• [TASK]: Return each of the rows below word for word, keeping every line as it is.

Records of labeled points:
# # # # #

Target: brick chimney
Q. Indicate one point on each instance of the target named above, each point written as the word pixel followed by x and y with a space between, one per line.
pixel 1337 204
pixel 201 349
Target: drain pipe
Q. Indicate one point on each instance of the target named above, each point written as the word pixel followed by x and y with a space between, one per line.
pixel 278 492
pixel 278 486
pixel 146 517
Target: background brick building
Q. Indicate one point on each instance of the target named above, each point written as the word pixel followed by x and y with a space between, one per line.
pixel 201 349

# # # # #

• [TASK SOLUTION]:
Target: brick chimney
Q. Indicate one point on each instance of the target named above, each point written as the word pixel followed by x and y with a space between, one per line.
pixel 1337 204
pixel 201 349
Target: drain pipe
Q. Indicate one point on each instance of the target named above, each point written as the word pixel followed by x and y with a space between, one per line.
pixel 278 492
pixel 278 486
pixel 146 517
Target: background brick building
Q. Indicate one point on each instance of the target named above, each point written as the word pixel followed by x and y with a space between, one per line.
pixel 201 349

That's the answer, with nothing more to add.